**WORK TO COMPLETE**.
Locate the line that contains "strap in the photo above.". Copy it and every following line through the end of the records, exactly, and include nothing else.

**ENTRIES PROVIDED**.
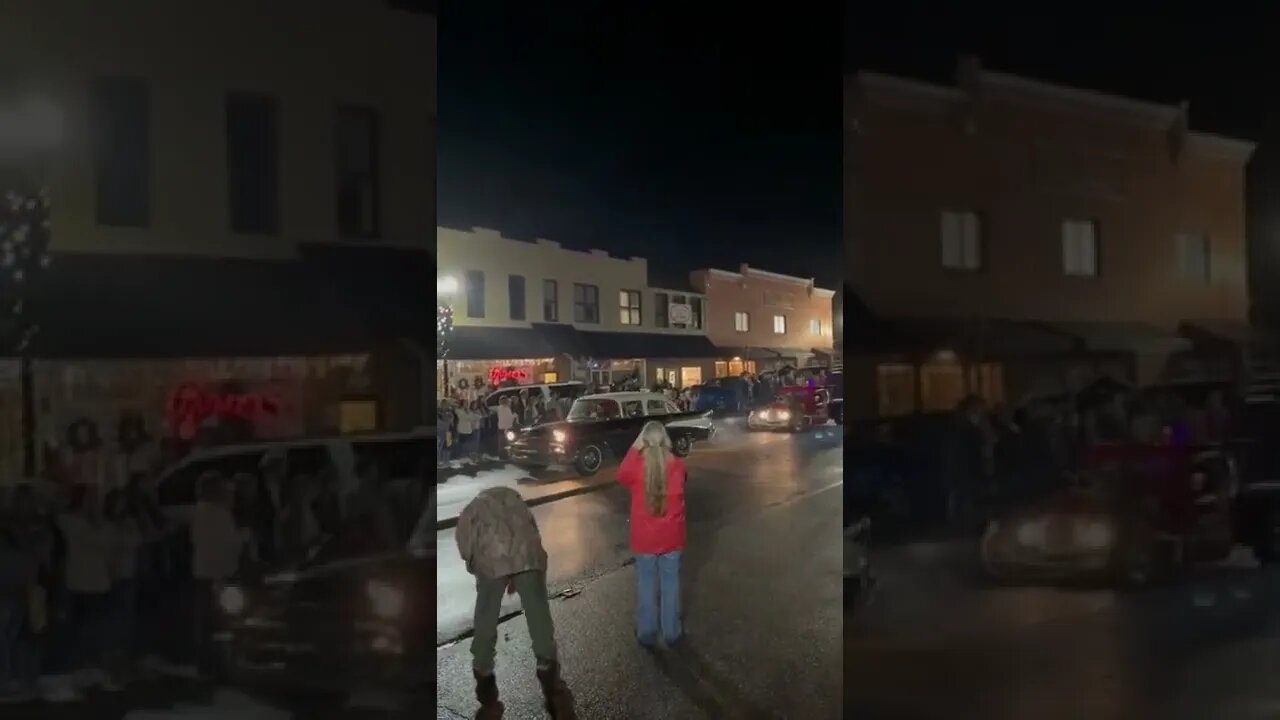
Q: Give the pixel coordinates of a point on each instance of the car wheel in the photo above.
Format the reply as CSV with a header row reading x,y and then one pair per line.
x,y
589,460
681,446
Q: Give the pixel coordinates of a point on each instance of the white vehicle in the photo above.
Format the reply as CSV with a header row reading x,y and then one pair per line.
x,y
400,456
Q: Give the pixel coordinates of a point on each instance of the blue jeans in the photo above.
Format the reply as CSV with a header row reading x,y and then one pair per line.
x,y
658,574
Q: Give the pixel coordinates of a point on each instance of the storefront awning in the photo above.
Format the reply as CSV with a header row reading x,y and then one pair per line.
x,y
615,345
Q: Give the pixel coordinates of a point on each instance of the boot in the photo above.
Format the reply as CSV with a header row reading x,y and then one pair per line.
x,y
487,692
560,701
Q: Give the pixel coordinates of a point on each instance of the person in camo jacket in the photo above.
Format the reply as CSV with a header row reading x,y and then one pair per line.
x,y
502,547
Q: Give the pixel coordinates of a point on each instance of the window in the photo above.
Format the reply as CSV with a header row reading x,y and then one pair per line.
x,y
516,295
1080,247
895,386
656,406
551,301
359,201
252,183
586,304
961,240
475,294
1193,258
120,122
629,306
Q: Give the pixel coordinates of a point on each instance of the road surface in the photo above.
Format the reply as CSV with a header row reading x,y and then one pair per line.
x,y
762,597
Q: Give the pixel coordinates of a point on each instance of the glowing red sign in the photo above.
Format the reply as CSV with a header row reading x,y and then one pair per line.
x,y
192,404
498,374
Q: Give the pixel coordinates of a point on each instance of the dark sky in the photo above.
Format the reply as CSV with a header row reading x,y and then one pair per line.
x,y
1216,60
694,139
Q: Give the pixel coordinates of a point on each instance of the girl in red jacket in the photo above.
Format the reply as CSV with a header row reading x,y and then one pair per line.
x,y
657,481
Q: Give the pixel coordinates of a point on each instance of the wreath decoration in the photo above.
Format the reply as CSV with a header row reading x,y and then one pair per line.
x,y
87,428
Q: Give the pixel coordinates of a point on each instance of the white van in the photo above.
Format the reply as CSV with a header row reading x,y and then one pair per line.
x,y
401,458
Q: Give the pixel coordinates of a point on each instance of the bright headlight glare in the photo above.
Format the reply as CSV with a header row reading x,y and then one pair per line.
x,y
387,601
1032,532
232,600
1093,534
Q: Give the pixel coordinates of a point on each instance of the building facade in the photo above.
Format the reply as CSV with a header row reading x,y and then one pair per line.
x,y
188,174
1009,236
536,311
768,319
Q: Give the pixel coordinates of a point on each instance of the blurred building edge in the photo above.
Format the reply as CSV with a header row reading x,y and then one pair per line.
x,y
1008,237
238,210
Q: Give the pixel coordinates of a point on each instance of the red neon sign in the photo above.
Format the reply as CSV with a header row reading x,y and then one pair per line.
x,y
192,404
499,374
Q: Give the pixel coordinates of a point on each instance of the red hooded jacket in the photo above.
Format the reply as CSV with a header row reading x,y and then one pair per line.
x,y
652,534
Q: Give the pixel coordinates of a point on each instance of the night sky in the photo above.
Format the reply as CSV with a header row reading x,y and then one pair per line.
x,y
693,139
1169,54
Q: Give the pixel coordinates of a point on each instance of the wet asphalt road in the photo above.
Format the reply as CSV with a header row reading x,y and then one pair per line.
x,y
762,597
937,642
586,536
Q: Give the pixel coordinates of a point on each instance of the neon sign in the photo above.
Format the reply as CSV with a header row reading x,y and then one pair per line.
x,y
498,374
190,404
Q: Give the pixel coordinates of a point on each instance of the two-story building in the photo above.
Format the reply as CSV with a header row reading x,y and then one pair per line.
x,y
766,319
1009,236
536,311
219,174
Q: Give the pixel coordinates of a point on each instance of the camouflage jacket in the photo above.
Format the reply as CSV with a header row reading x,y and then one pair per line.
x,y
498,537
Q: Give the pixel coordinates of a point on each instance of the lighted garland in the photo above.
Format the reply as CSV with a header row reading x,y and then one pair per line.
x,y
443,329
23,254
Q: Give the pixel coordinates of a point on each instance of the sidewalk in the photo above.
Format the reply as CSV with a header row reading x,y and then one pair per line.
x,y
467,482
763,618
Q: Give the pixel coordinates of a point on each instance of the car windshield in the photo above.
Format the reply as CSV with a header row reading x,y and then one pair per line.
x,y
594,409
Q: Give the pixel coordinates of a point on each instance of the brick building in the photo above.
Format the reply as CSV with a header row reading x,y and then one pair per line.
x,y
767,318
1008,236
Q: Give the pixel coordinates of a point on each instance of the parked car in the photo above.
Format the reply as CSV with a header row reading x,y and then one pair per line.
x,y
398,456
604,424
353,614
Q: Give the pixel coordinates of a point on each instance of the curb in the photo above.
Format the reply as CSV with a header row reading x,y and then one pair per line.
x,y
543,500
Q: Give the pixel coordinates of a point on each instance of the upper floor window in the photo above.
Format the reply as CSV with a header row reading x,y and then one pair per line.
x,y
961,240
629,306
661,306
586,302
516,295
1080,247
551,301
251,163
359,191
1193,258
475,294
120,126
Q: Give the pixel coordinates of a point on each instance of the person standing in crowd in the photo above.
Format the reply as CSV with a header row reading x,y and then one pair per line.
x,y
87,575
656,478
501,546
126,533
216,547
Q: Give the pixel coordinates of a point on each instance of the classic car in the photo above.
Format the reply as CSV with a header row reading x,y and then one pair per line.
x,y
1134,514
604,424
795,409
356,613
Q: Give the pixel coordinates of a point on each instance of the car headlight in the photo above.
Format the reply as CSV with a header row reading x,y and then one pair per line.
x,y
1093,534
232,600
387,601
1032,532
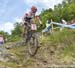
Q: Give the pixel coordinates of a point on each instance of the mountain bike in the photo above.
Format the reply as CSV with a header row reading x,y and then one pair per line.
x,y
31,39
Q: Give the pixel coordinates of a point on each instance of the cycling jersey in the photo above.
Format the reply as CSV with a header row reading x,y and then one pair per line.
x,y
28,18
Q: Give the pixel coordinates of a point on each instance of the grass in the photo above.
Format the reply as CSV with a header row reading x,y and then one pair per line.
x,y
60,46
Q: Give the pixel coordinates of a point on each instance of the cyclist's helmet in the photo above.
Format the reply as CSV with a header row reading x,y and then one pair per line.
x,y
26,14
33,9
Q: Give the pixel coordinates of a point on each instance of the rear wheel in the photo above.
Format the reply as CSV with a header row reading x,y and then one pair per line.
x,y
33,45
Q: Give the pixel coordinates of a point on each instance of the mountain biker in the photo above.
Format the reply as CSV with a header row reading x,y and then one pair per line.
x,y
29,17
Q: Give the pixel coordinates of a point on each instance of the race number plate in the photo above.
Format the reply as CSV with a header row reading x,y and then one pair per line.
x,y
33,27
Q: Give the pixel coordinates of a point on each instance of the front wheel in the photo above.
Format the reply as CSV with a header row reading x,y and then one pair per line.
x,y
33,45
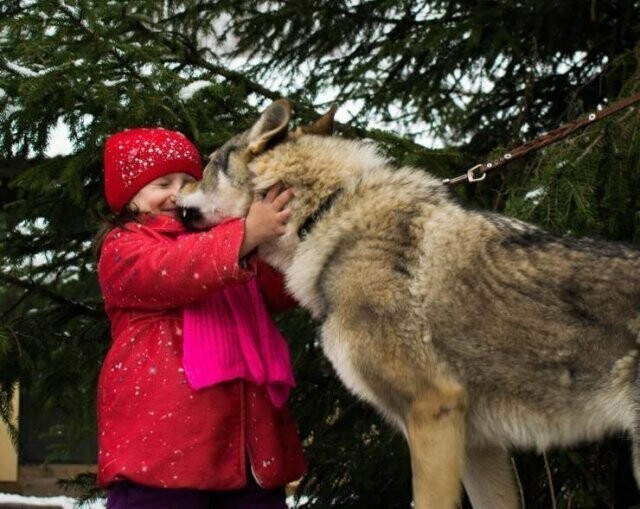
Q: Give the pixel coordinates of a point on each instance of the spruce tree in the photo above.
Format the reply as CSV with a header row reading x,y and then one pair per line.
x,y
481,76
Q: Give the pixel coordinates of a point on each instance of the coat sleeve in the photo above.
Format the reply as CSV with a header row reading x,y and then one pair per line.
x,y
272,286
139,270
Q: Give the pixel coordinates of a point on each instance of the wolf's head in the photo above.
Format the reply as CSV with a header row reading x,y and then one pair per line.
x,y
232,175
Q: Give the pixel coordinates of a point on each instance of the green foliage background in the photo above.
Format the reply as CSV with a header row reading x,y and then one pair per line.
x,y
480,76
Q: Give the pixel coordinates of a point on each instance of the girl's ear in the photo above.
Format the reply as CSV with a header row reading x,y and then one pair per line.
x,y
272,126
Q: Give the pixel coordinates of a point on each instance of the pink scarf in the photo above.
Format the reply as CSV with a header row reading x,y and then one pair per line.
x,y
230,335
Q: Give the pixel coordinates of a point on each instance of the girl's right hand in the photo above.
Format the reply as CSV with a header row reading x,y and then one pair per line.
x,y
267,218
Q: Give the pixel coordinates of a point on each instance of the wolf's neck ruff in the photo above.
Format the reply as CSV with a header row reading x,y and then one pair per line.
x,y
312,219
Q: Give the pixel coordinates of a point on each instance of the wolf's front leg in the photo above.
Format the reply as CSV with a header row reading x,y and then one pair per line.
x,y
489,479
435,429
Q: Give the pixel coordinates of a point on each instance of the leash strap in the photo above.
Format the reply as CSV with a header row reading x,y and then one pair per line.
x,y
479,171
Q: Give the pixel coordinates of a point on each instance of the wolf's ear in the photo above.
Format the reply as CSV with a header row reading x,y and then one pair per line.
x,y
323,126
271,126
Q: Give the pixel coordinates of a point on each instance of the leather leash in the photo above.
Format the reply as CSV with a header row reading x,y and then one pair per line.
x,y
479,171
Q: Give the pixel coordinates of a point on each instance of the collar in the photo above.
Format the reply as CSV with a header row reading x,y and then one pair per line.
x,y
312,219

**TASK OUTPUT**.
Q: Give the pixel coordinates of a point on each instance of the leash strap in the photo above.
Format the reply as CSV with a header row reading x,y and then one pair per line.
x,y
479,171
Q: Give the pixel coordinates of a point on each instance of the wolf's ear in the photo above.
Format the reply as CSV with a header row reading x,y and then one pair per line.
x,y
323,126
271,126
Q: Give the pixel coordinates of a point on each instance of the leather leash in the photo above.
Format the reply as CSV with a header row reading x,y and then one pair per line.
x,y
479,171
Q: Give the pixel coordinates of a point on each instance of the collar in the photo above.
Format the reply as CSV with a header row reading x,y and then one pair per line.
x,y
312,219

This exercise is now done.